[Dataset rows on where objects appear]

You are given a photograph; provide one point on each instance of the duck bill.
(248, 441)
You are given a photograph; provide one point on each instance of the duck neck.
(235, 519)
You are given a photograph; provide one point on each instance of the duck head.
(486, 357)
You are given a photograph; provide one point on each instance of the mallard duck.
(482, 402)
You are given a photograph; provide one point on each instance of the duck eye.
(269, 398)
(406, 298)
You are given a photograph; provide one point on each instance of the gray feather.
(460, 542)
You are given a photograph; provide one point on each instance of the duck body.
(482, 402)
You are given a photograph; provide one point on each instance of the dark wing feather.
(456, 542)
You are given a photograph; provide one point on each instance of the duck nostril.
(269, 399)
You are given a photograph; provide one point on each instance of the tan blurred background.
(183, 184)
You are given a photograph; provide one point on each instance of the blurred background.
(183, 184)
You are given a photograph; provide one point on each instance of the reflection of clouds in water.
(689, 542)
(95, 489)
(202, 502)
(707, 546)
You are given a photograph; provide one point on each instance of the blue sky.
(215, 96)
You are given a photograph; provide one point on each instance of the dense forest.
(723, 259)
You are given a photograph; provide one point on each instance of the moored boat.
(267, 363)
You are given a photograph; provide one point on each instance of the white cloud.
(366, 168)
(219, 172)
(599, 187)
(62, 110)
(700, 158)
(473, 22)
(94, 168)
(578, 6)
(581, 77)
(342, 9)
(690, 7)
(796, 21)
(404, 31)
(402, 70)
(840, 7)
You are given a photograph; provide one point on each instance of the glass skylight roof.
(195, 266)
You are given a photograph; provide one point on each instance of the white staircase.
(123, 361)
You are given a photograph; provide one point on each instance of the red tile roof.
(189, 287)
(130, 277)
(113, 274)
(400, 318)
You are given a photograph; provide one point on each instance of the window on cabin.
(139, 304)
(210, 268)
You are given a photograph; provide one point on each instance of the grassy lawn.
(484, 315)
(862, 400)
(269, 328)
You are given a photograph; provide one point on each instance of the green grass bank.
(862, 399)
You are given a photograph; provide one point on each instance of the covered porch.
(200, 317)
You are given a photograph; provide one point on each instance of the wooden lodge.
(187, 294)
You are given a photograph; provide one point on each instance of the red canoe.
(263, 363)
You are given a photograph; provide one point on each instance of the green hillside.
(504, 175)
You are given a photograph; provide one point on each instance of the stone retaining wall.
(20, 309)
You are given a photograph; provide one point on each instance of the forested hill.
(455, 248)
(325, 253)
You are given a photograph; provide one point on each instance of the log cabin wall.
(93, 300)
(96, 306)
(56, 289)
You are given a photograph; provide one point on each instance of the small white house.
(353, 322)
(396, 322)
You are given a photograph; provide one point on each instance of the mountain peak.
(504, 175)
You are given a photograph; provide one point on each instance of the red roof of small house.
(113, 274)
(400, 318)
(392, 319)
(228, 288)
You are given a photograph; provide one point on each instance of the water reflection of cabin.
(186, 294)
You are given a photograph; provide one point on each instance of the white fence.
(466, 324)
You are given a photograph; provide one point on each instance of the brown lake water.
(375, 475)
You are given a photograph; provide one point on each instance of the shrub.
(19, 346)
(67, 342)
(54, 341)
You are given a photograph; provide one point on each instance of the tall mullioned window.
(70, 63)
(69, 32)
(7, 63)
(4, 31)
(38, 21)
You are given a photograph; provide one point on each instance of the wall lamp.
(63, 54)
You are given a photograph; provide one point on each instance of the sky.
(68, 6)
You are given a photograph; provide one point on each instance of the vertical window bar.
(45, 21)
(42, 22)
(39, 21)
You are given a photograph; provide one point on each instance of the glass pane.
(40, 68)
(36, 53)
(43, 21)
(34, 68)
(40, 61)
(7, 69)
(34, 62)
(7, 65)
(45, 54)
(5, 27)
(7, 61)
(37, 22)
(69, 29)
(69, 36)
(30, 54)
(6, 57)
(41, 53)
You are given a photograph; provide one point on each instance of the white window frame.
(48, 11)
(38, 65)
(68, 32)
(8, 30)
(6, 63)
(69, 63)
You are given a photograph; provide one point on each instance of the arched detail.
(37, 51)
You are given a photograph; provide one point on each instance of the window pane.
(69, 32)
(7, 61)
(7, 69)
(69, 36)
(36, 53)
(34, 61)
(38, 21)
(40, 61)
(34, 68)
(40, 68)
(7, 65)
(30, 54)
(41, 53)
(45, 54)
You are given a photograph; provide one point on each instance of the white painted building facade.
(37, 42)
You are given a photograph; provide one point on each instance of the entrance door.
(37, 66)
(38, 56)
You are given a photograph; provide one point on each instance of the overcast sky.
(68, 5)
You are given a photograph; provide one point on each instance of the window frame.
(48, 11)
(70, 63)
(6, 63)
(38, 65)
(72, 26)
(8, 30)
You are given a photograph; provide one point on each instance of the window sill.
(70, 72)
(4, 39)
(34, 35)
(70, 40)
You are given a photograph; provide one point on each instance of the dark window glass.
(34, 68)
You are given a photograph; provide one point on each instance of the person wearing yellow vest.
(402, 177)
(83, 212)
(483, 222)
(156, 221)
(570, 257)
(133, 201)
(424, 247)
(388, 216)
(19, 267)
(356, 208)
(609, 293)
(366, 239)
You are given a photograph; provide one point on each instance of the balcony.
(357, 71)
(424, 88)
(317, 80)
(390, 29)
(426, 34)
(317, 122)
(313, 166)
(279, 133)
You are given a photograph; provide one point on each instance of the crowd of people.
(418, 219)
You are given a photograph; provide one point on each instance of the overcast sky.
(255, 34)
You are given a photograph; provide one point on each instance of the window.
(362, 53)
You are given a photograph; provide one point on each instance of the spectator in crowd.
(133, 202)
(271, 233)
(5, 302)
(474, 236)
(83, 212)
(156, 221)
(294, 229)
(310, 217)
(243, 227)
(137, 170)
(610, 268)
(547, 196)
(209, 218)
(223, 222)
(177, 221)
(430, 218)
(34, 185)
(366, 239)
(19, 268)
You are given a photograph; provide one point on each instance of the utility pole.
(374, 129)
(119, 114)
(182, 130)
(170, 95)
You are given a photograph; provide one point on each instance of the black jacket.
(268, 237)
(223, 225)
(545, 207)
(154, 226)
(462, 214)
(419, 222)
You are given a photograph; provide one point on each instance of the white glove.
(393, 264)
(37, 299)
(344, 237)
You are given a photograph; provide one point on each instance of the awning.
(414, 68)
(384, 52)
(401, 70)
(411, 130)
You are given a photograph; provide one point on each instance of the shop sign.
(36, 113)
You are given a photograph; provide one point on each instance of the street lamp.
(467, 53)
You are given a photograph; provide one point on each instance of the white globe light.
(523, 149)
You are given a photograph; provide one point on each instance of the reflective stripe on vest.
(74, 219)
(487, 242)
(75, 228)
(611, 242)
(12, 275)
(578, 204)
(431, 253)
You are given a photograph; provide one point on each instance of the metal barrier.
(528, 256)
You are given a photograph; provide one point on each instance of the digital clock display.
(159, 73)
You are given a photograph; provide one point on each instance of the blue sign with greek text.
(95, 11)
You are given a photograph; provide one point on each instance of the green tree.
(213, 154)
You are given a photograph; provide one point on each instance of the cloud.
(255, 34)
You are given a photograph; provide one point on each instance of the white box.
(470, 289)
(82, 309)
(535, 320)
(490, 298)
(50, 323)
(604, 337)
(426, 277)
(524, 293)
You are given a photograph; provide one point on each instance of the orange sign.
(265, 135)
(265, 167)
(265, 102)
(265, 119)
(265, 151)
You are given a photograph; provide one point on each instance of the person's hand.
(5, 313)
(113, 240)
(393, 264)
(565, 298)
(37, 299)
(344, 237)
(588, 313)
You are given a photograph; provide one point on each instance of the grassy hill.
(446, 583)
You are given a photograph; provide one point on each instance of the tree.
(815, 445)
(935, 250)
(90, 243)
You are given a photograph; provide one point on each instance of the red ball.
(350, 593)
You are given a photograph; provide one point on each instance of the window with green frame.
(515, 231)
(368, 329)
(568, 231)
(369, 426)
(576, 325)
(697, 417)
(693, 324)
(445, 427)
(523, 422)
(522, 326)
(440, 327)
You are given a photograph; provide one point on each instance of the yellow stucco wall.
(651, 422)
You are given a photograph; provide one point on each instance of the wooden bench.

EXERCISE OBJECTIVE
Rewrite the material from the line containing "the orange sign." through the end of the material, substituting "place" for each "provide" and changing nothing else. Give only those lines.

WRITTEN REPLY
You are given a photograph; place one point on each instance of the orange sign.
(265, 135)
(265, 167)
(265, 102)
(265, 119)
(265, 151)
You are given a photograph; place one point on each instance of the person's hand.
(5, 313)
(113, 240)
(393, 264)
(565, 298)
(37, 299)
(344, 237)
(588, 313)
You are given a photograph; place one point on each instance of the grassy hill.
(446, 583)
You are given a photograph; place one point on each instance of the tree.
(815, 445)
(935, 250)
(90, 243)
You are given a photograph; place one point on each instance of the red ball.
(350, 593)
You are given a photograph; place one point on each instance of the window with green frame.
(515, 231)
(368, 329)
(568, 231)
(369, 426)
(576, 325)
(697, 417)
(693, 324)
(445, 427)
(523, 422)
(522, 326)
(440, 327)
You are given a photograph; place one point on each instance of the yellow stucco wall.
(651, 422)
You are given a photograph; place one point on each instance of the wooden bench.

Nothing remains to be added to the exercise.